Excerpt provided:
####
Daylight Grocery Co., Inc. v. N.L.R.B.

Decision Date14 June 1982
Docket NumberNo. 81-5679,81-5679
Citation678 F.2d 905
Parties110 L.R.R.M. (BNA) 2915, 94 Lab.Cas. P 13,609 DAYLIGHT GROCERY COMPANY, INC., Petitioner, Cross-Respondent, v. NATIONAL LABOR RELATIONS BOARD, Respondent, Cross-Petitioner.
CourtU.S. Court of Appeals — Eleventh Circuit

William H. Andrews, Coffman, Coleman, Henley & Andrews, Mary W. Jarrett, Jacksonville, Fla., for petitioner cross-respondent.

Elliott Moore, Deputy Associate Gen. Counsel, N. L. R. B., Washington, D. C., Penny Pilzer, Arlington, Va., for respondent cross-petitioner.

Petition for review and cross application for enforcement of an order of the National Labor Relations Board.

Before INGRAHAM *, HATCHETT and ANDERSON, Circuit Judges.

HATCHETT, Circuit Judge:

The primary question in this case is whether the National Labor Relations Board correctly reacted to objections filed by an employer to a unit determination and a union certification election. Finding no abuse of discretion by the Board, we enforce its order.

The petitioner, Daylight Grocery Company, Inc. (Company), filed its petition seeking review of the order of the National Labor Relations Board (Board), ordering the Company to bargain with Retail Store Employees Union Local 441, affiliated with United Food & Commercial Workers International Union AFL-CIO-CLC (Union). The Board filed a cross application seeking enforcement of its order. 1

FACTS

Daylight Grocery Company, Inc., is a Florida Corporation engaged in the retail food business. During the period in dispute, its supermarket division operated four retail stores in Duval County, Florida. On April 3, 1980, the Union filed a certification petition seeking to represent certain employees at all four stores. The Company refused to recognize the Union.
####
Data lines:

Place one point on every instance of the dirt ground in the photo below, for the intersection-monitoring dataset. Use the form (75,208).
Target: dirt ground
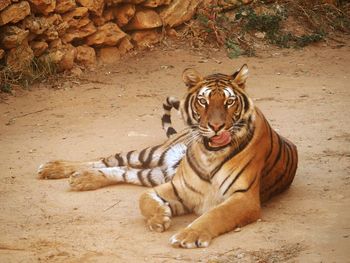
(304,93)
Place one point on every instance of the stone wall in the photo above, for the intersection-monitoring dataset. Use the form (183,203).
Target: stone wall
(69,32)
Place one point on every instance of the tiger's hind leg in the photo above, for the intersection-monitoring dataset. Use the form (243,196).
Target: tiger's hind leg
(91,179)
(64,169)
(159,204)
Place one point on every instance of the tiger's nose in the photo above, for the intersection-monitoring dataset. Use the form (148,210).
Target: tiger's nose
(216,126)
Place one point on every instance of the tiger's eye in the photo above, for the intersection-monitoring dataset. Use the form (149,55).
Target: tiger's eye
(202,101)
(230,101)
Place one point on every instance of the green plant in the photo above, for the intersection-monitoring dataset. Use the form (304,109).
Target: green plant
(37,70)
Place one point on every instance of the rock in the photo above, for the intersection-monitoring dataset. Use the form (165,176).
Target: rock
(4,4)
(18,59)
(38,47)
(113,2)
(13,36)
(56,44)
(146,38)
(40,24)
(86,56)
(123,14)
(43,6)
(125,45)
(155,3)
(94,6)
(74,17)
(78,33)
(63,6)
(108,55)
(2,53)
(178,12)
(144,19)
(14,13)
(67,61)
(51,59)
(76,71)
(109,35)
(106,17)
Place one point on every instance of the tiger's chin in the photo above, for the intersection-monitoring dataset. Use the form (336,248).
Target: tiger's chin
(218,142)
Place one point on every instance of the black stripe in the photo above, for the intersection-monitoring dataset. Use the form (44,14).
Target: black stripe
(104,162)
(245,190)
(141,179)
(124,176)
(119,159)
(128,156)
(176,164)
(237,176)
(187,101)
(178,197)
(170,131)
(191,187)
(166,107)
(150,179)
(271,140)
(237,150)
(246,102)
(165,202)
(176,104)
(194,168)
(150,155)
(166,118)
(282,175)
(142,155)
(278,156)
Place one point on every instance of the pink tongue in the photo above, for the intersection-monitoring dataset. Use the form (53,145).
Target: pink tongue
(221,140)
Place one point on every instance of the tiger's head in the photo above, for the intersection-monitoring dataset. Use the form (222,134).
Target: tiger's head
(217,106)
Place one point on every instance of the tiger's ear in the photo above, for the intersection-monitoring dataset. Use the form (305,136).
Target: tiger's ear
(191,77)
(240,76)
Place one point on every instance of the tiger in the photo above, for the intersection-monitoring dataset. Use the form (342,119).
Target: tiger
(222,166)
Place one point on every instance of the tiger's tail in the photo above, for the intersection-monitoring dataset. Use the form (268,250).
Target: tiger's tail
(170,102)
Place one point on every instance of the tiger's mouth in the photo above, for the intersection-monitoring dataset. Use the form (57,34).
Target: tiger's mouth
(219,141)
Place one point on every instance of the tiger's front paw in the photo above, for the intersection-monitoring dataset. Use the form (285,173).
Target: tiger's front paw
(190,238)
(88,180)
(161,220)
(55,170)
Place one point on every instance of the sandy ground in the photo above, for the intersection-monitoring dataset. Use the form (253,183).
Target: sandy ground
(304,93)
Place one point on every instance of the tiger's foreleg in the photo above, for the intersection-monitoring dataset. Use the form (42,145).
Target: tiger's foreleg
(159,204)
(64,169)
(239,210)
(91,179)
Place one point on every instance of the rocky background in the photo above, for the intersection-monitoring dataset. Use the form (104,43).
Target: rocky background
(69,32)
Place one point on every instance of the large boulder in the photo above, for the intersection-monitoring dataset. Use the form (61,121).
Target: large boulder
(94,6)
(13,36)
(43,6)
(144,19)
(18,59)
(4,4)
(14,13)
(123,13)
(146,38)
(38,47)
(76,18)
(178,12)
(79,33)
(2,53)
(86,56)
(125,45)
(107,35)
(155,3)
(108,55)
(63,6)
(67,61)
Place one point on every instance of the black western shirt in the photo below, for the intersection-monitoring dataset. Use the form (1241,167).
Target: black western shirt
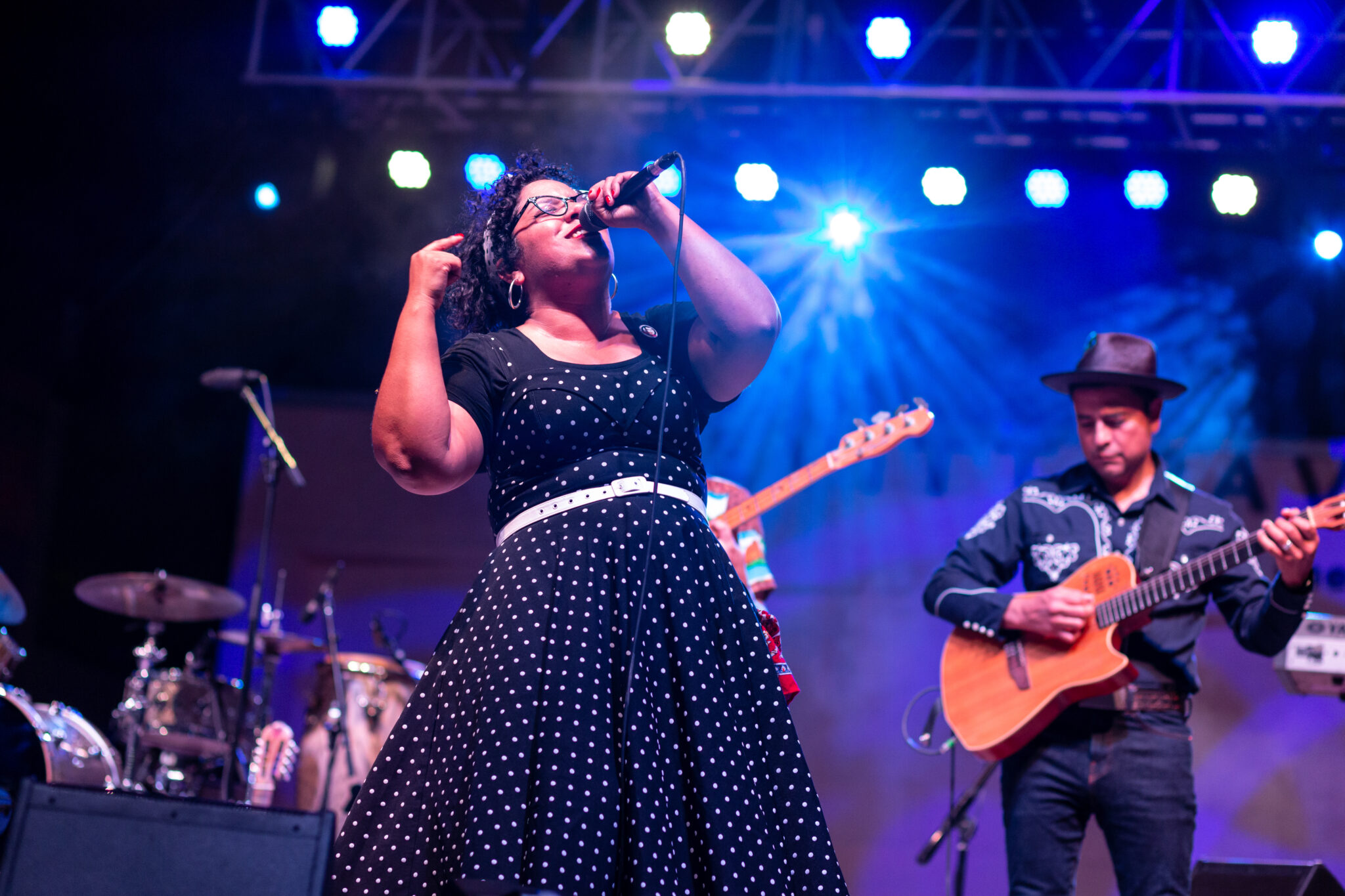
(1055,524)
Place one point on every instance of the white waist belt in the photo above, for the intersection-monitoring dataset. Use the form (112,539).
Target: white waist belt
(571,500)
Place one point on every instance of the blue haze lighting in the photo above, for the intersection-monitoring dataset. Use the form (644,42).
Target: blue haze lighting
(1146,190)
(338,26)
(944,186)
(267,196)
(1274,42)
(847,230)
(1328,244)
(757,182)
(1047,188)
(483,169)
(888,38)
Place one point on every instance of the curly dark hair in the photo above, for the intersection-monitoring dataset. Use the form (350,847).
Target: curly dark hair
(478,301)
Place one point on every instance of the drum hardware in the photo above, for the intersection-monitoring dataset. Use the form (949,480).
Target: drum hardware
(158,597)
(275,452)
(62,747)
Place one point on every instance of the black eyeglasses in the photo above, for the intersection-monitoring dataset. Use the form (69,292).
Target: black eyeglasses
(554,206)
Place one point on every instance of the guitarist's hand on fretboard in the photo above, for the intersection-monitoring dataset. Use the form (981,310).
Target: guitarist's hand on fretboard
(1056,613)
(1293,542)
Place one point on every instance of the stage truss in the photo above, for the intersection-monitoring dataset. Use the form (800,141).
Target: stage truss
(1173,73)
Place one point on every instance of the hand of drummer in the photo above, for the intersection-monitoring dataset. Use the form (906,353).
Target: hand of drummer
(1056,613)
(435,269)
(642,213)
(1292,540)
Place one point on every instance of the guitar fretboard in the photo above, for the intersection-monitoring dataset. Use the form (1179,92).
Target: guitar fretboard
(776,494)
(1179,581)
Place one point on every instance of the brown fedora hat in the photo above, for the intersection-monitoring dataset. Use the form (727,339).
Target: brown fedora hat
(1116,359)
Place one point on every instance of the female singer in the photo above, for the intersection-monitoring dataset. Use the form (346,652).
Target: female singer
(602,715)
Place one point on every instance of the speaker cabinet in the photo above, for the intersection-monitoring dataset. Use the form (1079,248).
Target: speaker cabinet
(70,840)
(1264,879)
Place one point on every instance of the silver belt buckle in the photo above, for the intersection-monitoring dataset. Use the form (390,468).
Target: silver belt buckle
(630,485)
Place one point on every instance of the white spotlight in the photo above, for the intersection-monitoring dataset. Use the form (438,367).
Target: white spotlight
(757,182)
(944,186)
(408,169)
(688,34)
(1274,42)
(1328,244)
(1234,194)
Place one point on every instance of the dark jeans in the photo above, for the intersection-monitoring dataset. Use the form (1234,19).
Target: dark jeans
(1132,771)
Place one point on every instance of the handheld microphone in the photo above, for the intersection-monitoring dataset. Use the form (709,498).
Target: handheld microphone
(628,192)
(229,379)
(324,591)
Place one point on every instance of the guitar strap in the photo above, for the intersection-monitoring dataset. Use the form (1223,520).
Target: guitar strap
(1161,531)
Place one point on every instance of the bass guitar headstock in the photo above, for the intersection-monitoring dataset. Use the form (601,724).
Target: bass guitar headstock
(884,433)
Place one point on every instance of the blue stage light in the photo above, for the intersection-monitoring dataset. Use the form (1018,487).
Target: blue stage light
(847,230)
(1047,188)
(267,196)
(888,38)
(944,186)
(1328,244)
(757,182)
(338,26)
(1146,190)
(483,169)
(1274,42)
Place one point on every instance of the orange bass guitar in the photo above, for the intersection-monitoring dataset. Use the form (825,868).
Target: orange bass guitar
(998,694)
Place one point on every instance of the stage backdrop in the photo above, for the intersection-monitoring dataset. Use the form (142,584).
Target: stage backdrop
(852,557)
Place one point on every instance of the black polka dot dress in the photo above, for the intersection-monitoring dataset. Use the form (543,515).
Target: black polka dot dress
(508,762)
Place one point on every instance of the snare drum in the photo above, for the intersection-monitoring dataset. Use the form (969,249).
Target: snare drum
(53,742)
(377,691)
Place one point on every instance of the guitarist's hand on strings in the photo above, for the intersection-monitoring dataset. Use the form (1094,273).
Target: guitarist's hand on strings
(1292,540)
(1057,613)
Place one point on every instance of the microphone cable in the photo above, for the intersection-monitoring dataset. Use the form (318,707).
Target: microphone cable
(649,545)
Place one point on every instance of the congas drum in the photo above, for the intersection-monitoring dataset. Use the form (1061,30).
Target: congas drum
(51,742)
(377,689)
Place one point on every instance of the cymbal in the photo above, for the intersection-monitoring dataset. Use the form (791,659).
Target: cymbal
(273,641)
(159,597)
(11,605)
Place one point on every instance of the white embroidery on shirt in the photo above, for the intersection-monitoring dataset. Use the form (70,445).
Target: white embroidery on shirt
(988,522)
(1060,503)
(1193,524)
(1133,539)
(1056,558)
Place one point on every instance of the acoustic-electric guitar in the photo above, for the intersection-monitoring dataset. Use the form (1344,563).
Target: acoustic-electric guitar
(998,694)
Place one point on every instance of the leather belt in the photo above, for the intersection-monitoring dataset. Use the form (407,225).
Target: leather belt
(571,500)
(1132,699)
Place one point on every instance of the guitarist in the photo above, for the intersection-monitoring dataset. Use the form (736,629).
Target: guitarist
(1126,757)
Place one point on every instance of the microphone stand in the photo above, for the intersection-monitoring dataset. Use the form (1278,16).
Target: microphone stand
(276,452)
(958,819)
(335,723)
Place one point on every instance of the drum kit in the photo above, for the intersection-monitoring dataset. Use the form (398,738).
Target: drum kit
(175,725)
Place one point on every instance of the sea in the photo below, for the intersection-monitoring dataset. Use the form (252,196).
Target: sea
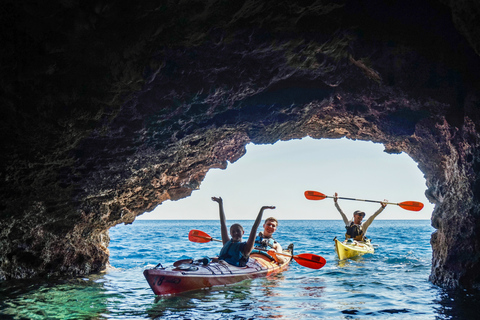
(392,283)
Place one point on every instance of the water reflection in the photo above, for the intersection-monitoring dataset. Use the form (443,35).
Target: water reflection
(54,299)
(457,304)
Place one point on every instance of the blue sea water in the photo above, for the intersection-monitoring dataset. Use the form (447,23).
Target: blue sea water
(390,284)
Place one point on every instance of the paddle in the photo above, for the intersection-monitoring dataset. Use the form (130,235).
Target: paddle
(407,205)
(308,260)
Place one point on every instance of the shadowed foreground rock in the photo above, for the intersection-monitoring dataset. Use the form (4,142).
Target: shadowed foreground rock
(111,108)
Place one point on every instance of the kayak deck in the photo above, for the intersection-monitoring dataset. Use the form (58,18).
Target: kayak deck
(196,275)
(352,248)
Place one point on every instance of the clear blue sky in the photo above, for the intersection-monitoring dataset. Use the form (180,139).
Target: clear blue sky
(279,174)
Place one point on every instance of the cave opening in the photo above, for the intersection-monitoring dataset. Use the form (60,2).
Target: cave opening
(278,174)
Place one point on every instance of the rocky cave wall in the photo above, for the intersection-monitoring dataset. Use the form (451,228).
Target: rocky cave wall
(111,108)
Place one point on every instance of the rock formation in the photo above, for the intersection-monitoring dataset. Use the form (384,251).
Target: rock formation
(110,108)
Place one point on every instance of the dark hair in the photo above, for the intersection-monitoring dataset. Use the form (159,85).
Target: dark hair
(236,225)
(360,213)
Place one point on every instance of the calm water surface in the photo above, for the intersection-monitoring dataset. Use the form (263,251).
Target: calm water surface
(390,284)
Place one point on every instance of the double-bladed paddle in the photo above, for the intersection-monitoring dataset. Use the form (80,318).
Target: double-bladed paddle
(407,205)
(308,260)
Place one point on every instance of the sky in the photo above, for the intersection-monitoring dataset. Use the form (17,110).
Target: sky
(279,174)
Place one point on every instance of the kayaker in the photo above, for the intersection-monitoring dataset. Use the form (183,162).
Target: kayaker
(265,240)
(235,251)
(355,228)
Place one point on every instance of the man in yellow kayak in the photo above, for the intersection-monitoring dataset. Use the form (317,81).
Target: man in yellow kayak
(355,228)
(234,251)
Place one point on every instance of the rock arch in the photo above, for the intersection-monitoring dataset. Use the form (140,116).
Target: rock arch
(117,112)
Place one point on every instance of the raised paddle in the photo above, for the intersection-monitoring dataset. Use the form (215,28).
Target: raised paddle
(407,205)
(308,260)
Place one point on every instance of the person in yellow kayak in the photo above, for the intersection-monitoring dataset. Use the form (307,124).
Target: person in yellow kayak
(356,230)
(234,251)
(265,241)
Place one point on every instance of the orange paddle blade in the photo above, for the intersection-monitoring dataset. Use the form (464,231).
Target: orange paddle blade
(199,236)
(411,205)
(309,260)
(314,195)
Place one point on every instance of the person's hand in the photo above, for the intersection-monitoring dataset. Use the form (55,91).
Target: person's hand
(384,203)
(268,207)
(217,199)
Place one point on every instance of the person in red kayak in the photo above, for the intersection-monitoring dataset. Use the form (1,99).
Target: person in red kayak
(235,251)
(356,230)
(265,241)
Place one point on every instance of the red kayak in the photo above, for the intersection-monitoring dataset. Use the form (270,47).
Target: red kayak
(200,274)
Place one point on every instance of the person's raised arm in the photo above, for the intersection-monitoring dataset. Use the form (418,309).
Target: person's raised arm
(223,224)
(253,233)
(344,217)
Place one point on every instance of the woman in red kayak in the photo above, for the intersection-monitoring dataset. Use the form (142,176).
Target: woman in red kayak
(235,251)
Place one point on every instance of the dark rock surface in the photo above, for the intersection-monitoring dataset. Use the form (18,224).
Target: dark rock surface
(110,108)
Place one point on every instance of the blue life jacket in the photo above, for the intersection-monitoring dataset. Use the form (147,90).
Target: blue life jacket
(232,253)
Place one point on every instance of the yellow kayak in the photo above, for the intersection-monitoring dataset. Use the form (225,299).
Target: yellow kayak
(352,248)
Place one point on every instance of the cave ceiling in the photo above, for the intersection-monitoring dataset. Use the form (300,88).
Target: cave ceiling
(110,108)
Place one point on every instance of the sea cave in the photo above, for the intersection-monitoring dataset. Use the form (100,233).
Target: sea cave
(110,108)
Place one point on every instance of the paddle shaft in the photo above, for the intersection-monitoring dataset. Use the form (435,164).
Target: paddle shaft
(280,253)
(353,199)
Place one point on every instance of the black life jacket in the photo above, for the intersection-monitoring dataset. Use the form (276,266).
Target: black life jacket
(232,253)
(354,231)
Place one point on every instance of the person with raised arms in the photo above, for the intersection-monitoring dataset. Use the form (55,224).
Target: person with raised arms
(356,230)
(234,251)
(265,242)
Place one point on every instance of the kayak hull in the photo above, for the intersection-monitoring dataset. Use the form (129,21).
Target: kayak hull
(347,249)
(174,280)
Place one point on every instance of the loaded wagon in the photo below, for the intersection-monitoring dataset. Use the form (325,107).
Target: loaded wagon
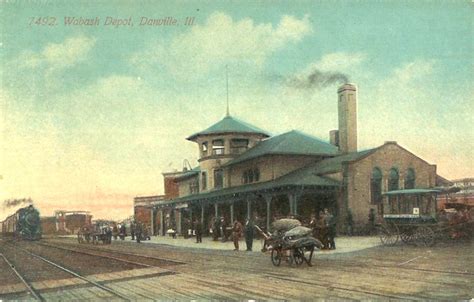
(290,242)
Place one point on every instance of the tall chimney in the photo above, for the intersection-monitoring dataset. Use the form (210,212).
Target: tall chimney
(347,111)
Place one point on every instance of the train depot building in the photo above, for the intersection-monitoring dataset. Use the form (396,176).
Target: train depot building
(244,172)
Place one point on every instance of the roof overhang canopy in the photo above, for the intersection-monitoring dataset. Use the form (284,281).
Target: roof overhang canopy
(412,192)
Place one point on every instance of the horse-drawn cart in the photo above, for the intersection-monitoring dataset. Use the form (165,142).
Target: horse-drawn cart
(412,216)
(290,242)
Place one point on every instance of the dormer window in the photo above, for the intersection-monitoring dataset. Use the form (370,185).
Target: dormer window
(250,176)
(204,148)
(218,147)
(238,145)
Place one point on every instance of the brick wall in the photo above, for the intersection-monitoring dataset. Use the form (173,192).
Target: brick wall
(143,215)
(171,188)
(388,156)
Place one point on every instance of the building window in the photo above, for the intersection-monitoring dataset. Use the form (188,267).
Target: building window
(376,186)
(204,148)
(238,145)
(256,174)
(245,177)
(194,187)
(393,179)
(204,180)
(218,147)
(218,178)
(251,175)
(410,179)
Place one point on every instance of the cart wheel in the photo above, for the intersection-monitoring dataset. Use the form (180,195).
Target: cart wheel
(388,234)
(276,257)
(424,236)
(298,255)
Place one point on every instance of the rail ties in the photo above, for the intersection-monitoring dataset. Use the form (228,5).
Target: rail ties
(30,288)
(96,284)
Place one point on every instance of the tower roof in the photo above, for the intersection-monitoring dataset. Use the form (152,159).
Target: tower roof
(229,124)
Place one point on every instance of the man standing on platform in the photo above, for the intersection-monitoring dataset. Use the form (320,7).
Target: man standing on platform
(236,233)
(249,234)
(198,229)
(331,229)
(132,229)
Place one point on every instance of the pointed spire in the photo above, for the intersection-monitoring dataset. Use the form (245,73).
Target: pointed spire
(227,88)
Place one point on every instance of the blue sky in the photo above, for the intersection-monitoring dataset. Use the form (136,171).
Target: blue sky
(94,115)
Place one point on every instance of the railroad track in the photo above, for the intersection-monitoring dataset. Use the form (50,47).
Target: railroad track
(38,296)
(223,285)
(110,251)
(27,284)
(266,273)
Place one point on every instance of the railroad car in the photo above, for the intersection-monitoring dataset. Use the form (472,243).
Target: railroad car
(24,224)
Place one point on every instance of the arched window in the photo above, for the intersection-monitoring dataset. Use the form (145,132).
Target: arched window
(245,178)
(410,179)
(393,179)
(256,174)
(376,186)
(250,173)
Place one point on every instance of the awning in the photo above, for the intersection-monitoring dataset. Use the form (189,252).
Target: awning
(412,192)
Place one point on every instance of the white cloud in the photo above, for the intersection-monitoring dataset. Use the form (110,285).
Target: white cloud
(222,40)
(57,56)
(412,71)
(339,61)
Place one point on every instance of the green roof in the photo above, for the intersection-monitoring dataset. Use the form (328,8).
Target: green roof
(296,178)
(289,143)
(334,164)
(229,124)
(412,192)
(190,173)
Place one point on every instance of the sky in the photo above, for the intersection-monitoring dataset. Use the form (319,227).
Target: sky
(92,115)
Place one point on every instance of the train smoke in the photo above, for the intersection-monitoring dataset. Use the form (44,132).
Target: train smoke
(316,79)
(9,203)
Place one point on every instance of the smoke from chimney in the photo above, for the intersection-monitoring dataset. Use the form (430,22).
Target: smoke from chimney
(316,79)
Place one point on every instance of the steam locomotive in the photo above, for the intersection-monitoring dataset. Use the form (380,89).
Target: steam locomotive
(24,224)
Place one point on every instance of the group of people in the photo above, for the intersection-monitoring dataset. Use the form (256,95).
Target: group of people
(238,230)
(219,228)
(324,228)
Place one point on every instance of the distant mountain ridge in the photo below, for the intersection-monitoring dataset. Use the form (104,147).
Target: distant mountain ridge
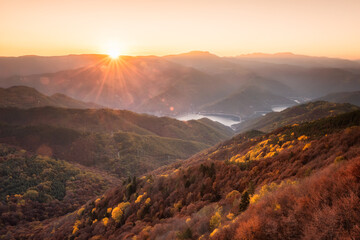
(27,97)
(185,83)
(247,101)
(343,97)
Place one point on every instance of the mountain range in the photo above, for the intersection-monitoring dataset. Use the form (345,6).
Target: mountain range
(185,83)
(300,180)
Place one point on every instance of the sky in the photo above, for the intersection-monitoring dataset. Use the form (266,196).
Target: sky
(160,27)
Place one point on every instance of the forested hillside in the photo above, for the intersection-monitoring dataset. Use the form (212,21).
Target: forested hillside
(283,184)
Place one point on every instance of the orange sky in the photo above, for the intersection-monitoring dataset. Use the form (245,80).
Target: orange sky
(160,27)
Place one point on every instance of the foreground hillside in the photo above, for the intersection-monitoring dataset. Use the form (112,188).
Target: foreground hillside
(119,142)
(296,182)
(297,114)
(36,187)
(343,97)
(26,97)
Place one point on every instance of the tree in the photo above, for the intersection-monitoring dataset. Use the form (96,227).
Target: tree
(245,200)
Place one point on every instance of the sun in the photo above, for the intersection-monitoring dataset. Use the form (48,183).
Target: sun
(113,49)
(113,53)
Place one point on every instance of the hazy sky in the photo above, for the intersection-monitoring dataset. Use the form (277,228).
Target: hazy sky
(159,27)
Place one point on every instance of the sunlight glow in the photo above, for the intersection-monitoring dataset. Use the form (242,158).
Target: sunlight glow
(114,50)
####
Exercises:
(A) Locate each line of the listing that contains the word "belt", and copy those lines.
(B) Resume the court opinion after its last sentence.
The court opinion has no connection to the listing.

The replies:
(A)
Place one point on every instance of the white waist belt in the photo above, for the intersection-monitoring dataset. Use the form (112,539).
Target: white waist belt
Place one point on every instance of the silver belt buckle in the photo above, for the intersection-monitoring dataset. Use the form (390,468).
Target: silver belt buckle
Place one point on every instance of the leather belt in the photo above, for the intersection-monitoring dataset. Use the form (407,225).
Target: leather belt

(B)
On April 22, 1980, a hearing was held before the Board's hearing officer. The Union sought a bargaining unit which would include all full-time and regular part-time employees, including head cashiers, produce managers, stock managers, and baggers. The bargaining unit would exclude meat department employees, salesmen, security guards, store managers, and assistant managers. The Company argued for a unit which would include full-time and regular part-time clerks and cashiers; and one which would exclude all store managers, head cashiers, produce managers, stock managers, meat market department employees, baggers, salesmen, security guards, and supervisors.

The unit sought by the Union would represent 107 employees. The unit proposed by the Company would represent about seventy employees. On May 11, 1980, the Board's regional director issued his decision; the unit would be substantially as the Union had requested. It would include baggers, mostly high school students who worked part-time on an as-needed basis, but would exclude produce department managers, stock managers, guards, and supervisors. Whether head cashiers were to be in the unit was left undecided. Whether they were supervisors would be determined later.

A secret ballot certification election was held on June 6, 1980. Of ninety-four employees who casted ballots, forty-four voted for representation, forty-three voted against representation, and seven ballots were challenged. After the challenged ballots were counted, forty-seven voted for representation, and forty-six voted against representation.

The Company raised objections to the unit determination and the election. The regional director rejected the Company's objections. The Company refused to negotiate. The Union brought unfair labor practice charges, and the Board ordered the employer to bargain with the Union. 2

We must decide whether (1) the Board properly determined to include baggers in the bargaining unit; (2) whether threats to employees by a customer violated the laboratory conditions, and require a new certification election; (3) whether a ballot challenged by the Company was sufficiently clear to manifest voter intent; and (4) whether procedural objections which accused the Board of abuse of discretion and violation of due process are significant enough to require reversal.

I. BAGGERS

The Company contends that the Board violated its own unit determination standards by including casual student employees in a bargaining unit which includes full-time produce clerks, stock clerks, and cashiers. The Company relies on the four-part test adopted by the Board in Shady Oaks, 229 NLRB No. 5 (1977). The Company insists the baggers failed to meet the Shady Oaks conditions. Shady Oaks' four factors for consideration are (1) regularity and continuity of employment; (2) tenure of employment; (3) similarity of work duties; and (4) similarity of wages, benefits, and other working conditions. 229 NLRB No. 5 at 54-55.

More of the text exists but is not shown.